* CHALLENGE *
Reproduce word for word the stretch of the Khoj text from "Lighter moments of" through "and art space.".

Bharti Kher reveals her own tribulations as an artist when she articulates that as someone born and brought up in Britain, she had “Never been so confronted with myself as a woman on a day to day basis as I was in India.” She, however, chose to find parody within a feminist foregrounding of her works and remembers her initial reaction to a snake-like bindi on a woman’s forehead, which she took to be a sperm; the comedy and pathos of which was to later culminate in a solo called ‘Spit and Swallow’ in 1996.

Lighter moments of artists’ lives are also revealed through these chatty interviews when Sudharshan Shetty confesses he “spends time doing nothing” and needs deadlines to keep working. Arun Kumar H G reveals his fondness for Amartya Sen’s The Argumentative Indian and Gigi Scaria for Agatha Christie novels! Pushpamala N admits that by using self portraiture, she utilises the element of humour as a device and as a philosophical content in her work while Sheba Chhachhi voices her concern about the commodification of photographs, both in media and art space.

All these artists and the remaining of 101 who have passed through the doors at Khoj over a decade share similar insights and anecdotes, each looking back at their relationship with the organisation with warmth and gratitude. 

The India of 1997 when Khoj began was a very different place. In 1997, India’s encounter with international art was limited to exhibitions brought in by the cultural arms of foreign embassies or the Indian Council for Cultural Relations and opportunities to travel abroad came only via personal invitations or scholarships offered by the Inlaks Foundation and Charles Wallace Trust.

Public museums were apathetic and the few commercial galleries that existed — extremely conservative. Within this milieu, Khoj as an ‘idea’ was made tangible by the first workshop held in Modinagar on the outskirts of New Delhi for two weeks in 1997. The gathering of 24 mid-career artists — half local, half international, resulted in experimentation, stimulated conversations, threw up discomforts and differences, but nevertheless, forged contacts that extended well beyond the limits of time and place. Over the next four years, artists from across the world participated in this annual workshop at Modinagar.

Shares Geeta Kapur in her essay ‘A phenomenology of encounters at Khoj’, “Khoj has been especially conducive to site-specific works. In the generally conservative art scene of India, Khoj opened up a space for ‘irresponsible experimentation’.” As an example, she talks about her first glimpse of gay artist Tejal Shah in the winter of 2004, who hung upside down at a height of 15 metres against the wall of Khoj studios “looking like a homeless tramp.”

The initial euphoria over the success of the first workshop, however, was to soon wear off. Writes Pooja Sood in her opening article in the book, “We lost our administrative space and some of the working group were too exhausted to continue with their responsibilities. We learnt how to organise workshops on slim budgets, but fund-raising was a central concern. The working group produced a limited edition portfolio of silkscreen prints for sale — a fund-raising strategy that we have used ever since.”
The first breather came when in 2000,  through the good offices of Triangle, Khoj received its first three-year grant from Hivos, a development NGO in the Netherlands that was keen to encourage similar initiatives across South Asia. That year, they followed up the workshop with a pilot residency project with one Indian and two international artists in the borrowed warehouse of a generous photographer friend.

Entries from a point annotation set:
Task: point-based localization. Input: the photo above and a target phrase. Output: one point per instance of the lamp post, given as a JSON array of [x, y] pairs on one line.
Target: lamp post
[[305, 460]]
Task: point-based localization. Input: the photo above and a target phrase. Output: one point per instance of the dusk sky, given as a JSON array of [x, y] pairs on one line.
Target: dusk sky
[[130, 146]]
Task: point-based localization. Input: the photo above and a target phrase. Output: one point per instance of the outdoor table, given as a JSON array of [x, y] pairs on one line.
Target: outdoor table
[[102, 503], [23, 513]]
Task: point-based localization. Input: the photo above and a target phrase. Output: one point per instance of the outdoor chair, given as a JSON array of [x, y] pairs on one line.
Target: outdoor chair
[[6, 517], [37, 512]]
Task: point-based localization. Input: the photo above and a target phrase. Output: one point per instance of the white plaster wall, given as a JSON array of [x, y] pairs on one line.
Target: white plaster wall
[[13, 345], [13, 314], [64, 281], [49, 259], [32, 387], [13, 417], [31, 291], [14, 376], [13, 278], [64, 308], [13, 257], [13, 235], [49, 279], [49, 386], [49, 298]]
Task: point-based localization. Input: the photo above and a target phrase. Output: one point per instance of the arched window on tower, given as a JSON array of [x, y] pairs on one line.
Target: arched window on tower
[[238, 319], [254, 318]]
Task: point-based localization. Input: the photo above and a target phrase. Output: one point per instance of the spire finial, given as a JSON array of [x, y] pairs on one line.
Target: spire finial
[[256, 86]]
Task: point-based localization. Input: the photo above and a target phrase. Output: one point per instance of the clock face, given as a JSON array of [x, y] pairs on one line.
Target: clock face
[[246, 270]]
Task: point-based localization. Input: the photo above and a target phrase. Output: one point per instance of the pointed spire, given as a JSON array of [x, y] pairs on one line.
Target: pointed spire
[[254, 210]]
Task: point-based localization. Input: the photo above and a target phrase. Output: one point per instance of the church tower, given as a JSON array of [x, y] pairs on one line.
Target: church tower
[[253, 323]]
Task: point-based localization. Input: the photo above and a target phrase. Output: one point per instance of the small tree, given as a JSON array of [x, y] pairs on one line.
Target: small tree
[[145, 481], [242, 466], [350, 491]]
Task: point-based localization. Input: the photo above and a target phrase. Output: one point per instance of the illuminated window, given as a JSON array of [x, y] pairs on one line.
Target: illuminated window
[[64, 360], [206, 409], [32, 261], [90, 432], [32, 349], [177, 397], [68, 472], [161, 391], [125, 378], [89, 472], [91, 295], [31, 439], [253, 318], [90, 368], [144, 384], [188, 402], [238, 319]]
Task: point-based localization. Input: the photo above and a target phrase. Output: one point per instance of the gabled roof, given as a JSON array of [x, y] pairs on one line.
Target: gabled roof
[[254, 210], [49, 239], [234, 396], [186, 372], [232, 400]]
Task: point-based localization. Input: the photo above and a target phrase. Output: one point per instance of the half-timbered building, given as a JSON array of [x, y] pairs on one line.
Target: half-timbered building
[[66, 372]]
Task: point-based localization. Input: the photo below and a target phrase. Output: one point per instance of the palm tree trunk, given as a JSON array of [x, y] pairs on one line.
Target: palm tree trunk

* ANSWER TO THE PROBLEM *
Lighter moments of artists’ lives are also revealed through these chatty interviews when Sudharshan Shetty confesses he “spends time doing nothing” and needs deadlines to keep working. Arun Kumar H G reveals his fondness for Amartya Sen’s The Argumentative Indian and Gigi Scaria for Agatha Christie novels! Pushpamala N admits that by using self portraiture, she utilises the element of humour as a device and as a philosophical content in her work while Sheba Chhachhi voices her concern about the commodification of photographs, both in media and art space.